### [Document extract]
━━━━━━━━━━━━━━━━━━━━
Designing Python Web Servers

I’ve spent the last few days designing and benchmarking extremely minimal pure-Python web servers. There is a tech myth / superstition that exposing python web servers to the internet is a bad idea but I’ve seen little to no evidence as to why this is supposedly the case. Are they too slow? Are they too insecure for some reason? One thing is for sure: performance must always be measured, not guessed.

Designs

The designs I tested can be grouped into 4 broad categories: sequential, forking, threading, and asynchronous.

Sequential

Sequential servers are the simplest and most straightfoward. They process all clients in the order they arrive, one at a time. This means that every client has to wait in a potentially very long line before they get service. I expect this approach to be mediocre.

Forking

Forking servers spawn a new operating system process for each client that arrives. This means that clients don’t have to wait on each other but more of the server’s resources will be consumed. Additionally, spawning new processes tends to have noticable overhead when many clients connect rapidly. I expect this approach to be visibly affected by this overhead.
━━━━━━━━━━━━━━━━━━━━
### [Goals]
1) Rewrite the paragraph beginning "Forking servers spawn a new operating system process" from the Python web server article as a short bulleted list that keeps its main facts.
2) Summarize the Python web server article in two sentences.
━━━━━━━━━━━━━━━━━━━━
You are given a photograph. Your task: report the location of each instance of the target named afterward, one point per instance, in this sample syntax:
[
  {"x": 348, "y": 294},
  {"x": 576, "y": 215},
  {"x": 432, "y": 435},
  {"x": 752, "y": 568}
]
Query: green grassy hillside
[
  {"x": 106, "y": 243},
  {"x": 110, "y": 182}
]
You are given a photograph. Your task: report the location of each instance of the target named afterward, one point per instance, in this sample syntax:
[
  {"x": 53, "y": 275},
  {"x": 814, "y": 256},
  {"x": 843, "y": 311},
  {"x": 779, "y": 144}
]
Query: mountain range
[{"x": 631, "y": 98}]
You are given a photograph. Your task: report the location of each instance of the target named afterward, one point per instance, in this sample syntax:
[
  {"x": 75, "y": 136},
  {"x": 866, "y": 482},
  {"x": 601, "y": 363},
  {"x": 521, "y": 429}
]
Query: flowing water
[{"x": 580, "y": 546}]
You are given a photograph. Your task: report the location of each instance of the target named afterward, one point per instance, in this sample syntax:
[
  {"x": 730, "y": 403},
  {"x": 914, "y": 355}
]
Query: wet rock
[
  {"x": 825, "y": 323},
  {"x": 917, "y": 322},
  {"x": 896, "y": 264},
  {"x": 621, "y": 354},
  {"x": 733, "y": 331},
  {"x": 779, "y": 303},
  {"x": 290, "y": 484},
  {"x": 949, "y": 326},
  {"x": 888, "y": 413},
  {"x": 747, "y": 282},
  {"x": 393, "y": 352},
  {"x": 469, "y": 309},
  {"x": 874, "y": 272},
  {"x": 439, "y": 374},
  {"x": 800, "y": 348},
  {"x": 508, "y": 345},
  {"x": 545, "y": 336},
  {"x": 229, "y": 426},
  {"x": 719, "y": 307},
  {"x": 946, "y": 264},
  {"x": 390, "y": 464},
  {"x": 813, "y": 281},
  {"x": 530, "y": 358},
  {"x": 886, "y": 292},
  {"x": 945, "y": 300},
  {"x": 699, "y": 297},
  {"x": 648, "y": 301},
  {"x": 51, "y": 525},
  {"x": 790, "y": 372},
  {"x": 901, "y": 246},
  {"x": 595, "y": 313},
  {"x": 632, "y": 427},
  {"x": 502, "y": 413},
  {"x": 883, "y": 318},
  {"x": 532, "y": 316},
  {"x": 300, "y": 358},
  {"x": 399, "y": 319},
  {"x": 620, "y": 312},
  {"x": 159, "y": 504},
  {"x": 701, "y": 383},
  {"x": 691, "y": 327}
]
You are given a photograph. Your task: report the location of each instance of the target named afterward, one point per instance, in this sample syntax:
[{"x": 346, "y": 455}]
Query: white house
━━━━━━━━━━━━━━━━━━━━
### [Answers in order]
1)
- A forking server spawns a new operating system process for each arriving client.
- Clients don't have to wait on each other, but the server uses more resources.
- Spawning new processes tends to carry noticeable overhead when many clients connect rapidly.
- The author expects this overhead to visibly affect the approach.

2) The author has been designing and benchmarking minimal pure-Python web servers to test the belief that exposing them to the internet is a bad idea, holding that performance must be measured rather than guessed. The designs fall into sequential, forking, threading, and asynchronous categories: sequential servers handle clients one at a time and are expected to be mediocre, while forking servers spawn a process per client and are expected to suffer visibly from the overhead of doing so.